If you think you’ve eaten too much meat during the Christmas weekend and you want something lighter and healthier for the New Year weekend, fish is a good alternative.
This tilapia and asparagus with spicy Japanese mayo dish was inspired by the asparagus with spicy mayo that we enjoyed at Miyabi Japanese Restaurant a couple of weeks ago.
The prep time is almost negligible and the cooking time is a mere 10 minutes but the dish is packed with flavors and playful textures.
First, some tips.
To make sure that the asparagus retains some of its crispiness, don’t skip the part about dumping the boiled asparagus in iced water. If you don’t, they will continue to cook in the residual heat inside them.

Data supplied |

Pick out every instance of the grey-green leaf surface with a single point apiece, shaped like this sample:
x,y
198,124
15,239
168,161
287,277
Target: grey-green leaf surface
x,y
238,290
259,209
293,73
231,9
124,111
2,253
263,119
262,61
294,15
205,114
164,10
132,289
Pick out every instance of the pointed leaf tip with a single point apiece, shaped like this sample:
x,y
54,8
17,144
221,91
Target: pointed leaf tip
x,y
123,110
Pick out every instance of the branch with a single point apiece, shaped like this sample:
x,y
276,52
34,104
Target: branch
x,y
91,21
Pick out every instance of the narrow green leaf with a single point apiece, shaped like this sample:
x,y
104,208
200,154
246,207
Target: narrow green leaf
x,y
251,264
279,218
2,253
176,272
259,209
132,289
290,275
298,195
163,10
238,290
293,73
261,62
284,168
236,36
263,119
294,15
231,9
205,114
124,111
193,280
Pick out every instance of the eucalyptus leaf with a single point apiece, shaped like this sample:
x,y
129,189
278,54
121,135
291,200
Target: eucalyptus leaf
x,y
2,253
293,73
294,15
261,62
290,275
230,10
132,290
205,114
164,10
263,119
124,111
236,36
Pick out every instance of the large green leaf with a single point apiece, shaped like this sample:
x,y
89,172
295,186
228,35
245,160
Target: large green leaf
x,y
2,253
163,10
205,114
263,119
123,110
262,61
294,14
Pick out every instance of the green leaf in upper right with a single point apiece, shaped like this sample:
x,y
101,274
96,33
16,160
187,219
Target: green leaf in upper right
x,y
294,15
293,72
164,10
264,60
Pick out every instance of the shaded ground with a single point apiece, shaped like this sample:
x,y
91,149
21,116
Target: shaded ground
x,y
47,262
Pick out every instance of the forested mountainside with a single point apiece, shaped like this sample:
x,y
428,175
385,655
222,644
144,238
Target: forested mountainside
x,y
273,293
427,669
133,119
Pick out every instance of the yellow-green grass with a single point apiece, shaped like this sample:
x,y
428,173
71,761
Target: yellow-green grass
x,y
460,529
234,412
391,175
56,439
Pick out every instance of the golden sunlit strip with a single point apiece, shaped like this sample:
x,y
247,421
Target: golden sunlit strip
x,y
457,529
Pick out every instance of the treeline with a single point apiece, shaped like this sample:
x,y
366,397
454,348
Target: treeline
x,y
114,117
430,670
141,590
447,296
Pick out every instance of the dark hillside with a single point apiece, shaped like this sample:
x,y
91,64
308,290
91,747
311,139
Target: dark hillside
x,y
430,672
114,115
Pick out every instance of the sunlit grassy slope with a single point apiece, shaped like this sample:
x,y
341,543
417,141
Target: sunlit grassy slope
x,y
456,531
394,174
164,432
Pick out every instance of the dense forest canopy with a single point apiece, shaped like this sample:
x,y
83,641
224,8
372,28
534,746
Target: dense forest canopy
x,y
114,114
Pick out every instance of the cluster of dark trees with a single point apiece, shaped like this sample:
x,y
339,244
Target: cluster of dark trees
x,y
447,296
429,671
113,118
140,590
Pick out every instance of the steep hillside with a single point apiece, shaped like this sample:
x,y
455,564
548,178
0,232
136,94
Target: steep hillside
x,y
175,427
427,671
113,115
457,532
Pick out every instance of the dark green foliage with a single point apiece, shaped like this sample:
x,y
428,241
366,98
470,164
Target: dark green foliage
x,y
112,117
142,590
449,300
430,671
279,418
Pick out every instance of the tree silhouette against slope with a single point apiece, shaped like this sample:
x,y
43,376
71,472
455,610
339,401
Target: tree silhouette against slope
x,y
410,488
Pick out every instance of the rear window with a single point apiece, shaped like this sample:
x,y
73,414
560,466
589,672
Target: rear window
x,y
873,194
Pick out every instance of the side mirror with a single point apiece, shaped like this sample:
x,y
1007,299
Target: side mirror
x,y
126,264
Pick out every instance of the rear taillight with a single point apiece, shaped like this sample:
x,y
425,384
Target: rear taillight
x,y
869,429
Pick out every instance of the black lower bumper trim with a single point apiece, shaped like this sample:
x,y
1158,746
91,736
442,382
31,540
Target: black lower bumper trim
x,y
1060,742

--

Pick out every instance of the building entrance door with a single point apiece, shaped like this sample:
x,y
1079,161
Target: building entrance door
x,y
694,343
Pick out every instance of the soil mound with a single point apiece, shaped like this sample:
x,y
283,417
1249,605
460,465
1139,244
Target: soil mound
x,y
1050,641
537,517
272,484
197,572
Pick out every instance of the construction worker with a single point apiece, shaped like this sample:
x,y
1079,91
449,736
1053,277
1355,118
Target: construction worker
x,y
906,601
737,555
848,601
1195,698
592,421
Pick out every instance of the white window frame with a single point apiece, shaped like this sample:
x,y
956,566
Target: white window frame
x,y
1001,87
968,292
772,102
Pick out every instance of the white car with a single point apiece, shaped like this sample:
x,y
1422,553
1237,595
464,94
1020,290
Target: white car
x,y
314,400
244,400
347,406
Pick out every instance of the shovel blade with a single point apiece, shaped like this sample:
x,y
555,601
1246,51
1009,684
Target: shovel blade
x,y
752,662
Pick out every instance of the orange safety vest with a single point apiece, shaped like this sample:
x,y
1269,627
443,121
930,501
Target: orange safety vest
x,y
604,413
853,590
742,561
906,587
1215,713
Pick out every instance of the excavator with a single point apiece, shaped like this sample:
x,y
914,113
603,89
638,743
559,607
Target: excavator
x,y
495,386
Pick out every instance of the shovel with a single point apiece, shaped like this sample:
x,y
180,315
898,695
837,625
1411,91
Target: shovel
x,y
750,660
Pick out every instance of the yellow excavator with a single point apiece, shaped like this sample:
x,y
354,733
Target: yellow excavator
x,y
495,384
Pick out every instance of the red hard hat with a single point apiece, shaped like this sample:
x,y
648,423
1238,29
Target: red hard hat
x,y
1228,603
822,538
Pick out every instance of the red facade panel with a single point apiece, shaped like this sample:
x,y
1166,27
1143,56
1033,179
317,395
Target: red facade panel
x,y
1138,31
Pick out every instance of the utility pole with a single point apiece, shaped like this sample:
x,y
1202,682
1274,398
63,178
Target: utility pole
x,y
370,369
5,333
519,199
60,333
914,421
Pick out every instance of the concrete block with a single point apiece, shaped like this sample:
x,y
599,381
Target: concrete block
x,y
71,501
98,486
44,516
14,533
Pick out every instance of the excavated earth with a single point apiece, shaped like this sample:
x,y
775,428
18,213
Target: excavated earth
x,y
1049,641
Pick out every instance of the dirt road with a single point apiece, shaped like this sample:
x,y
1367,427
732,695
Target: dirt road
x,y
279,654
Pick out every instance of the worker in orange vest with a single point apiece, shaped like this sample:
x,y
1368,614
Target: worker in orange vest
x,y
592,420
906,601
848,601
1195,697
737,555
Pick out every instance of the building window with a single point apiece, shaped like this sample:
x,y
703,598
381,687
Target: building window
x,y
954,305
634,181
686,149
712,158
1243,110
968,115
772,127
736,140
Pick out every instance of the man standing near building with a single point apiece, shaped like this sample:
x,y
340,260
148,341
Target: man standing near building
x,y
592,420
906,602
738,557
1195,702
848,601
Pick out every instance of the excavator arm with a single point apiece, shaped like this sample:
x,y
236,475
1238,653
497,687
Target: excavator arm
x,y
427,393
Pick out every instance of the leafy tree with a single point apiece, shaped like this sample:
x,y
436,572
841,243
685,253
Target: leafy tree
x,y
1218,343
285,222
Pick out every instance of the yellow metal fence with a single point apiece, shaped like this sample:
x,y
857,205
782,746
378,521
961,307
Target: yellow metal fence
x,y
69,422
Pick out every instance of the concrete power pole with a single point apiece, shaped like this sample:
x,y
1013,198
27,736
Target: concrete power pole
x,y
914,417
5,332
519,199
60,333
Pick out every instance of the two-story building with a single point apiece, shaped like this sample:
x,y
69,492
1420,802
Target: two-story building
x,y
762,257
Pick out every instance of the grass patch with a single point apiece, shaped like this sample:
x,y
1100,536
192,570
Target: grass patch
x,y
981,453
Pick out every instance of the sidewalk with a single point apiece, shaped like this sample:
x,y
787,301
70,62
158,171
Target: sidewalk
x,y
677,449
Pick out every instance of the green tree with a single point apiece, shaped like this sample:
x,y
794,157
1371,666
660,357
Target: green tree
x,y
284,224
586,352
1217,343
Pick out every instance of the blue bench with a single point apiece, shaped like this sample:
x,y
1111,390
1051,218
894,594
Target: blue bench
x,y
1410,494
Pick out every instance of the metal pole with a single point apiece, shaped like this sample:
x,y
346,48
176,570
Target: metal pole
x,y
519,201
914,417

==

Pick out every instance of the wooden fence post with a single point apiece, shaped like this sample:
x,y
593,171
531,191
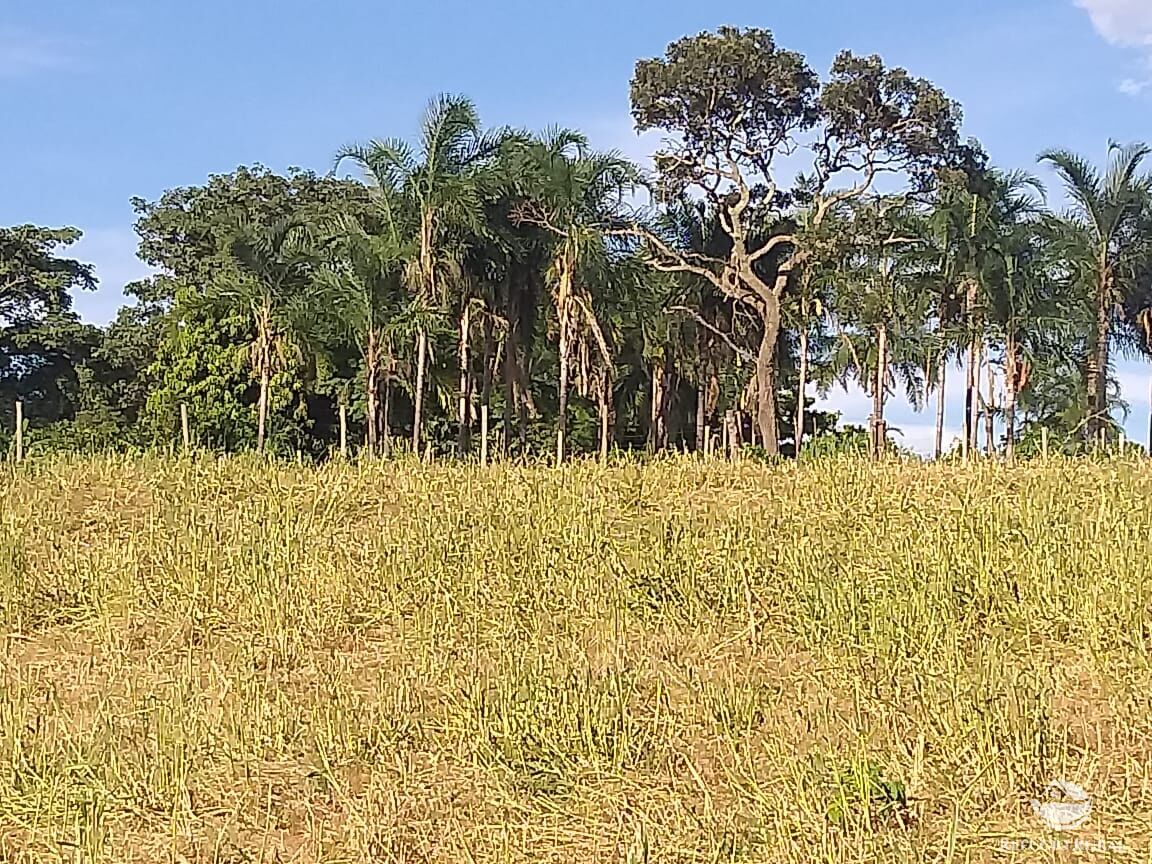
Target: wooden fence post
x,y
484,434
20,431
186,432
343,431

Exercise task 1 |
Report every line of the entries that contains the string "fence". Case counts.
Exercise task 2 |
Continue the tilapia and asparagus recipe text with the next part, starting right after its final sentence.

Exercise response 1 |
Pick out every instance of the yellow metal fence with a single point apiece, shaped like this sample:
Target: yellow metal fence
Pick out every instance of the wooden fence post with a single point apiece, shaped like this sample:
Target: wooden fence post

Exercise response 2 |
Don’t take short cuts by adding the salt and pepper to the flour and then dredging the tilapia fillets in them. Sprinkle salt and pepper directly on the fillets then rub the salt and pepper to work them into the fish flesh.
Dredging in flour helps prevent oil spatter. The flour also creates a light and crispy coating. But don’t overdo it. If the coating is too thick, it will dilute the flavors of the fish. And, instead of a light and crispy crust, you’ll get something like a hard biscuit.
So, dredge the tilapia fillets lightly in flour and remember to shake off the excess.
- 6 tilapia fillets seasoned lightly with salt and pepper
- ½ cup all-purpose flour
- 600 grams baby asparagus
- 2 hard boiled eggs shelled and roughly chopped
- 2 cups vegetable cooking oil for frying
Place the asparagus in a shallow pan. Pour in about ½ c. of water. Sprinkle with a little salt. Bring to the boil and simmer for about five minutes. Dump the asparagus in a bowl if iced water to stop the cooking. Strain well. Divide into six portions and arrange at the center of six dinner plates.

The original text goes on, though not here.